> **Exercise goal**
Copy out the rows word for word, beginning with the line containing "For the evaluation set, locate the black stone" and continuing through the line containing "x=188 y=140", with both of those lines included.

>> begin

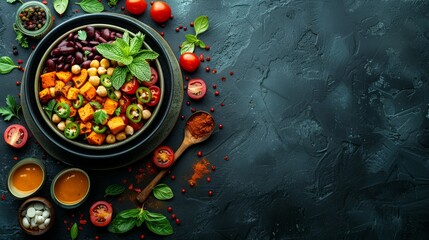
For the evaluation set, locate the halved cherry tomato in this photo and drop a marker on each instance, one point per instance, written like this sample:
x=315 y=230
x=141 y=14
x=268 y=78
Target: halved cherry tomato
x=163 y=156
x=153 y=78
x=16 y=135
x=136 y=7
x=160 y=12
x=189 y=61
x=100 y=213
x=196 y=88
x=130 y=87
x=156 y=94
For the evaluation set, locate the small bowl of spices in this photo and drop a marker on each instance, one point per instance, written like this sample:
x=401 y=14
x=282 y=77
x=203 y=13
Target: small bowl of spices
x=34 y=19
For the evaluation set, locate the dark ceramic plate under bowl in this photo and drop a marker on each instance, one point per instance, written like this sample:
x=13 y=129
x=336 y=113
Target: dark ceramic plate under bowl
x=106 y=156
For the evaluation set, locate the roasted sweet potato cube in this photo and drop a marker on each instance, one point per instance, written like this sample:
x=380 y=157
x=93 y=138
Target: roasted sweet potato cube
x=88 y=91
x=116 y=124
x=48 y=79
x=86 y=113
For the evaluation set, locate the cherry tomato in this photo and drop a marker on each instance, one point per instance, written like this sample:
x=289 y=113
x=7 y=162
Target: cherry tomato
x=100 y=213
x=196 y=88
x=153 y=78
x=163 y=156
x=16 y=135
x=136 y=7
x=160 y=12
x=189 y=61
x=156 y=94
x=130 y=87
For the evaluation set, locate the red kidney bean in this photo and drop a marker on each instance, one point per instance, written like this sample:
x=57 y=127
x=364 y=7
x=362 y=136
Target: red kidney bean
x=66 y=50
x=50 y=65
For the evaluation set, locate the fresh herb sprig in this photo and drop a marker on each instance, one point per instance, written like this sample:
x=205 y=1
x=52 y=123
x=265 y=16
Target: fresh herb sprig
x=11 y=110
x=128 y=219
x=128 y=51
x=201 y=24
x=6 y=65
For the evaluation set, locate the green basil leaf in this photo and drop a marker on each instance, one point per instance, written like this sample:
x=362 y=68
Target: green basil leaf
x=191 y=38
x=162 y=192
x=74 y=231
x=136 y=43
x=81 y=35
x=60 y=6
x=91 y=6
x=140 y=69
x=201 y=24
x=187 y=47
x=121 y=225
x=118 y=77
x=114 y=190
x=160 y=225
x=6 y=65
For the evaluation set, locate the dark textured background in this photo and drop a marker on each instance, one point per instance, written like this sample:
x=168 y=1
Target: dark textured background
x=325 y=124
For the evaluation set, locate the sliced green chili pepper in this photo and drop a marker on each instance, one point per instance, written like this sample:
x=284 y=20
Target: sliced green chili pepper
x=105 y=80
x=134 y=113
x=62 y=109
x=78 y=102
x=99 y=129
x=72 y=130
x=143 y=94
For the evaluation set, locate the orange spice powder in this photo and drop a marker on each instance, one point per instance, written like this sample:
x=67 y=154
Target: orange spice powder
x=200 y=169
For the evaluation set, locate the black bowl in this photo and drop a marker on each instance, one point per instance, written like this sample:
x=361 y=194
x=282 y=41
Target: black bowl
x=90 y=157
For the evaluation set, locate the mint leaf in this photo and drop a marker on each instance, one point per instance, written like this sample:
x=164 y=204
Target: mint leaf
x=201 y=24
x=118 y=77
x=136 y=43
x=187 y=47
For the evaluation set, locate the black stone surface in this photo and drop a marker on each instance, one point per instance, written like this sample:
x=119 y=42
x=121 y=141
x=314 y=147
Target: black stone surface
x=325 y=122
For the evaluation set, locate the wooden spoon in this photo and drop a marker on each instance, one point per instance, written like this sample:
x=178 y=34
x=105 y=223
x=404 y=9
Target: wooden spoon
x=188 y=140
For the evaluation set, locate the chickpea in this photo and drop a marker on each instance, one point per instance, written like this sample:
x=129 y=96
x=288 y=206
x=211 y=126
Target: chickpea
x=61 y=126
x=105 y=63
x=56 y=118
x=129 y=130
x=110 y=139
x=94 y=64
x=76 y=69
x=94 y=80
x=101 y=91
x=101 y=70
x=110 y=71
x=92 y=71
x=146 y=114
x=121 y=136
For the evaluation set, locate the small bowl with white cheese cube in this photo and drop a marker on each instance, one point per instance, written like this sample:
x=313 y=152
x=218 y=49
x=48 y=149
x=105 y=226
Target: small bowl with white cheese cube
x=36 y=215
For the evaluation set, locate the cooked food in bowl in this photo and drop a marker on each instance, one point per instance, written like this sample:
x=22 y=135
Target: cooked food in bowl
x=99 y=85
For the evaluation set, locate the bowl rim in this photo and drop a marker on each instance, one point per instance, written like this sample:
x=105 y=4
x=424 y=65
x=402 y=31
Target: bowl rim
x=48 y=204
x=15 y=167
x=53 y=184
x=37 y=89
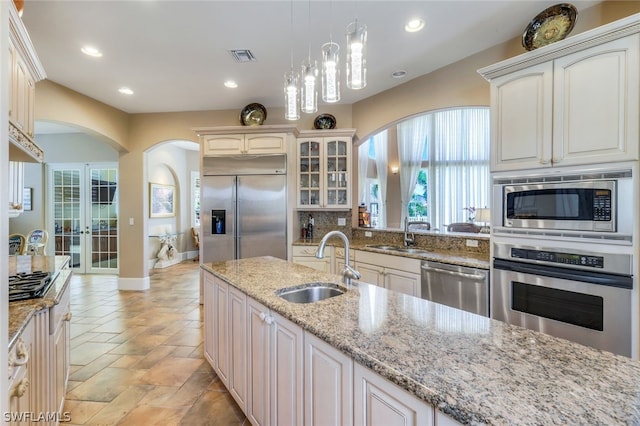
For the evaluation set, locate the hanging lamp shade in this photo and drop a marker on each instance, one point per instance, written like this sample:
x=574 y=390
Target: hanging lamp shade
x=356 y=55
x=291 y=106
x=309 y=88
x=330 y=72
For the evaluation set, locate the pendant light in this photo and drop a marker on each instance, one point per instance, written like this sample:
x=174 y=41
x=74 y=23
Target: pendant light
x=291 y=106
x=331 y=67
x=309 y=92
x=356 y=55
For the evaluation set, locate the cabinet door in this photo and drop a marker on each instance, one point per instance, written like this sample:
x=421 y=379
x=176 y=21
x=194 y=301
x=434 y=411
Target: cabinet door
x=337 y=172
x=238 y=346
x=266 y=144
x=309 y=177
x=328 y=384
x=521 y=119
x=286 y=372
x=596 y=95
x=222 y=144
x=402 y=282
x=380 y=402
x=258 y=400
x=208 y=298
x=221 y=330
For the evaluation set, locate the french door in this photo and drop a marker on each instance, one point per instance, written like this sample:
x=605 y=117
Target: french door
x=83 y=206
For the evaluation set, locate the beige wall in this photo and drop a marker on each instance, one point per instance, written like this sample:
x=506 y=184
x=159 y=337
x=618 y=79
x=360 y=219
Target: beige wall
x=454 y=85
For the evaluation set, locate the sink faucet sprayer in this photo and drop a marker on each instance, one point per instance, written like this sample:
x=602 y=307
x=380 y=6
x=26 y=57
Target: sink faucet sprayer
x=348 y=272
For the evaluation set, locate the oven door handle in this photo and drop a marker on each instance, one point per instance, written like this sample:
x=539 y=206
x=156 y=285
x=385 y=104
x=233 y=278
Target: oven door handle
x=593 y=277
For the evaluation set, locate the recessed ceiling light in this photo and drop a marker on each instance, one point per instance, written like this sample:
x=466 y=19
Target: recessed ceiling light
x=91 y=51
x=414 y=25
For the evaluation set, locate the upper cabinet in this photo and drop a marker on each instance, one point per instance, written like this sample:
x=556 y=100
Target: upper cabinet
x=24 y=71
x=241 y=140
x=570 y=103
x=324 y=169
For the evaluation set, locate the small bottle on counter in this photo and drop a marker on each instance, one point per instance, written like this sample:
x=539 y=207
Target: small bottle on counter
x=310 y=228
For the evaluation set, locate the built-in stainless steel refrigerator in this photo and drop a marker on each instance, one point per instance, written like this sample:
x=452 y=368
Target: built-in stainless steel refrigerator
x=243 y=207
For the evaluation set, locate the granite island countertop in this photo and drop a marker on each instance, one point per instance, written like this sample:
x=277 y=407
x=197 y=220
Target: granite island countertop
x=474 y=369
x=21 y=311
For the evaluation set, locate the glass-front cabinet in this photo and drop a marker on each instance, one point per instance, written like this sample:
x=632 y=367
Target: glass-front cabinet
x=324 y=171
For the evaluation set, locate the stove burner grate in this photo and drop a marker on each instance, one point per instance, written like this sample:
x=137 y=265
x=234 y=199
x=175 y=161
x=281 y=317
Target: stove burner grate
x=29 y=286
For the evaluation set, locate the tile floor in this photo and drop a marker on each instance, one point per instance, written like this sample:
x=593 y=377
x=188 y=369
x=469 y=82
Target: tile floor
x=137 y=357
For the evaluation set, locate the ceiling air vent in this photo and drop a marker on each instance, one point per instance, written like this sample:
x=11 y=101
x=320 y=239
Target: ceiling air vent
x=242 y=55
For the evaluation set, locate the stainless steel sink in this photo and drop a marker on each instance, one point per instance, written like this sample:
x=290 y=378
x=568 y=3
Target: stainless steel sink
x=310 y=293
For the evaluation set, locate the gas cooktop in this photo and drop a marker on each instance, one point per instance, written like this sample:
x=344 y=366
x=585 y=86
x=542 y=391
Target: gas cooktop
x=31 y=285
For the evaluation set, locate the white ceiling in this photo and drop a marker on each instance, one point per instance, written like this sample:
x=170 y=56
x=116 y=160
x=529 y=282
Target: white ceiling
x=174 y=54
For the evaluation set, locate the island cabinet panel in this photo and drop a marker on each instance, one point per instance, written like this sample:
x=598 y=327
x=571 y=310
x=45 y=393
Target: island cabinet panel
x=328 y=384
x=380 y=402
x=275 y=368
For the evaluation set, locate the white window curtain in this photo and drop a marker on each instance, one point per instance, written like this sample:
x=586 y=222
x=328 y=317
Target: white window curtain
x=380 y=146
x=459 y=158
x=412 y=137
x=363 y=165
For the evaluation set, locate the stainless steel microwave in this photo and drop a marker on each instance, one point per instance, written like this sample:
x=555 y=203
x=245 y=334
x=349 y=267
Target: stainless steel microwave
x=588 y=205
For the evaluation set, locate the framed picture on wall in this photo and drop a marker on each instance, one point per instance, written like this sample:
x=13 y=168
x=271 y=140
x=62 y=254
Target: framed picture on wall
x=27 y=194
x=161 y=200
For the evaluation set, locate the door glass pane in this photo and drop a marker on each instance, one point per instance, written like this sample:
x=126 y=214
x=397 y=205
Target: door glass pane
x=66 y=208
x=104 y=218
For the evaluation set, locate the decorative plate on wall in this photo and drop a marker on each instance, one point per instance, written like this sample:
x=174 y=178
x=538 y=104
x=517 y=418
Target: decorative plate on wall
x=550 y=25
x=324 y=121
x=253 y=115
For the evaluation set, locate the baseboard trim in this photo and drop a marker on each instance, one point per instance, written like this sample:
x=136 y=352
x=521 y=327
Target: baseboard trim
x=134 y=284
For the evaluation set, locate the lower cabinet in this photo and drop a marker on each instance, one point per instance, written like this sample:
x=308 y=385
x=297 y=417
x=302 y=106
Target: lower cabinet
x=380 y=402
x=275 y=351
x=328 y=384
x=280 y=375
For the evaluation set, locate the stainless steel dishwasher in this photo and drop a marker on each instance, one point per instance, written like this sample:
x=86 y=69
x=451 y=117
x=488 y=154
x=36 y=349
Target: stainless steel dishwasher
x=457 y=286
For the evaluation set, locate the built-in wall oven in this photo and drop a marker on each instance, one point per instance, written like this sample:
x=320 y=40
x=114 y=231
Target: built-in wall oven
x=583 y=296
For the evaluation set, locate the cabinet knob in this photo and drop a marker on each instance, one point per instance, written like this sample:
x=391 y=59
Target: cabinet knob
x=21 y=388
x=22 y=353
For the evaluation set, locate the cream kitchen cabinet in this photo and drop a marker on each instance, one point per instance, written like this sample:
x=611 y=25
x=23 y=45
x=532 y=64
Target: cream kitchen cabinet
x=22 y=380
x=16 y=188
x=225 y=335
x=328 y=384
x=25 y=70
x=395 y=273
x=275 y=350
x=241 y=140
x=324 y=170
x=306 y=255
x=580 y=108
x=377 y=401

>> end

> **Task output**
For the evaluation set, locate the black stone surface in this photo and drop a marker on each instance, one point per instance, written like this sample:
x=119 y=42
x=121 y=141
x=314 y=147
Target: black stone surface
x=325 y=122
For the evaluation set, locate the wooden spoon in this photo and drop a marker on each instance, one point per instance, written like this sample:
x=178 y=34
x=105 y=223
x=404 y=9
Target: wooden spoon
x=188 y=140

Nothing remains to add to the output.